Start of Source material
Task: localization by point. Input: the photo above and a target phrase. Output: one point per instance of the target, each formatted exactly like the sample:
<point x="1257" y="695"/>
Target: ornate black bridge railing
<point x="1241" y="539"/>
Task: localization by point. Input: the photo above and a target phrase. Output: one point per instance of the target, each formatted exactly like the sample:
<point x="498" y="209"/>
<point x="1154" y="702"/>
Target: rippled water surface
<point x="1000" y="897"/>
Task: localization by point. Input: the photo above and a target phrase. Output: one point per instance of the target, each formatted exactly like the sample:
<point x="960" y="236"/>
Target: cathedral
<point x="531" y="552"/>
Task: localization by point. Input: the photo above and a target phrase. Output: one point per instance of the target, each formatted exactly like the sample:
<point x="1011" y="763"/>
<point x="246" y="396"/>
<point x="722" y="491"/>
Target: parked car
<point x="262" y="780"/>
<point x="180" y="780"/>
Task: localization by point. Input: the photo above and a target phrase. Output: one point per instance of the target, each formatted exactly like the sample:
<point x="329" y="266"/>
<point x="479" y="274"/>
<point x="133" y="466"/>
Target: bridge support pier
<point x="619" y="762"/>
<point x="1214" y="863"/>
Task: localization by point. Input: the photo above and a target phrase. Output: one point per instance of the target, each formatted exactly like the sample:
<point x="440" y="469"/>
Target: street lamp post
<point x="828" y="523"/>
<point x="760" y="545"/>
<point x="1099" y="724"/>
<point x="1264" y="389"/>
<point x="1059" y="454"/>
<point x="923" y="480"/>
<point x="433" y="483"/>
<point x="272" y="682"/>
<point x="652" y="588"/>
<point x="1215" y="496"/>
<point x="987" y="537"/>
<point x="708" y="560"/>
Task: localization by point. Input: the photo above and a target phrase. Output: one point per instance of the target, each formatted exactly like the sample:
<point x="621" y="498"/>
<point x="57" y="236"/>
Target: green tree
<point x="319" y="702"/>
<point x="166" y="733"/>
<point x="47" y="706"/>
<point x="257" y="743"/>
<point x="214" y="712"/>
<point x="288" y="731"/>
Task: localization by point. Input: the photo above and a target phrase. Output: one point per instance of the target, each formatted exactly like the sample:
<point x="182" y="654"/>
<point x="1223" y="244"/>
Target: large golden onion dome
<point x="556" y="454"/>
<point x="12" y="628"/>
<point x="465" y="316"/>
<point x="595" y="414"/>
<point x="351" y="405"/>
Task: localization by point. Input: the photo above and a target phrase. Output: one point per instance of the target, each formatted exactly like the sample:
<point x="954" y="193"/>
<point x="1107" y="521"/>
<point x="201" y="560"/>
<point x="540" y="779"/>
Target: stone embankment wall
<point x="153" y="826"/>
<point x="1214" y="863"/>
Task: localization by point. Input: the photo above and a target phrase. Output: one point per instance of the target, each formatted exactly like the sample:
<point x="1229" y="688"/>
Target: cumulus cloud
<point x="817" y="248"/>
End of Source material
Work to complete:
Copy all the records exactly so that no character differs from the source.

Task output:
Task: localization by point. Input: the photo above and a target phrase. Output: one point per instance of the target, each formatted exactly like the sample:
<point x="1257" y="695"/>
Target: ornate black bridge railing
<point x="1241" y="539"/>
Task: localization by point. Input: the photo above and a target phrase. Output: one point per instance of the target, each formatted exactly like the sample:
<point x="498" y="209"/>
<point x="1154" y="702"/>
Target: rippled water surface
<point x="1000" y="897"/>
Task: localization by point. Input: the photo above and a target phrase. Output: one point per instance of the target, each formatted exactly like the sample:
<point x="960" y="236"/>
Target: cathedral
<point x="531" y="552"/>
Task: localization by point. Input: the photo above and a target phrase. Output: one point per instance of the target, each formatted exactly like the sample:
<point x="1011" y="763"/>
<point x="246" y="396"/>
<point x="722" y="491"/>
Target: parked car
<point x="262" y="780"/>
<point x="180" y="780"/>
Task: localization by point. Input: the photo above and a target phrase. Output: one point per instance of the target, each formatted exactly like the sample:
<point x="329" y="266"/>
<point x="479" y="274"/>
<point x="133" y="466"/>
Target: bridge support pier
<point x="619" y="762"/>
<point x="1214" y="863"/>
Task: localization by point. Input: the photo above and a target phrase. Output: one point per instance of the target, each formatted exactly like the sample:
<point x="440" y="469"/>
Target: street lamp post
<point x="828" y="523"/>
<point x="760" y="545"/>
<point x="1099" y="724"/>
<point x="1264" y="389"/>
<point x="1059" y="454"/>
<point x="923" y="480"/>
<point x="433" y="483"/>
<point x="272" y="682"/>
<point x="652" y="588"/>
<point x="1215" y="496"/>
<point x="987" y="537"/>
<point x="708" y="560"/>
Task: localization by point. Input: the photo above and a target phrase. Output: one point per instance of the target, each formatted exactly like the sample:
<point x="621" y="498"/>
<point x="57" y="236"/>
Target: green tree
<point x="319" y="702"/>
<point x="166" y="733"/>
<point x="47" y="706"/>
<point x="257" y="743"/>
<point x="214" y="712"/>
<point x="288" y="731"/>
Task: localization by point. Input: the photo above and a target phrase. Output: one point per instance of the target, each formatted exactly like the sample:
<point x="182" y="654"/>
<point x="1223" y="244"/>
Target: large golden onion dome
<point x="556" y="454"/>
<point x="12" y="628"/>
<point x="465" y="316"/>
<point x="595" y="414"/>
<point x="351" y="405"/>
Task: localization by point. Input: the photo above and a target phrase. Output: one point per instance of the target, each formatted exactly like the sample:
<point x="954" y="193"/>
<point x="1107" y="521"/>
<point x="201" y="560"/>
<point x="540" y="779"/>
Target: stone embankment wall
<point x="153" y="826"/>
<point x="1214" y="863"/>
Task: localization by point. Input: the photo above and a target phrase. Output: one point per instance of the target, each formatted exactly like the sample:
<point x="1229" y="688"/>
Target: cumulus cloud
<point x="817" y="248"/>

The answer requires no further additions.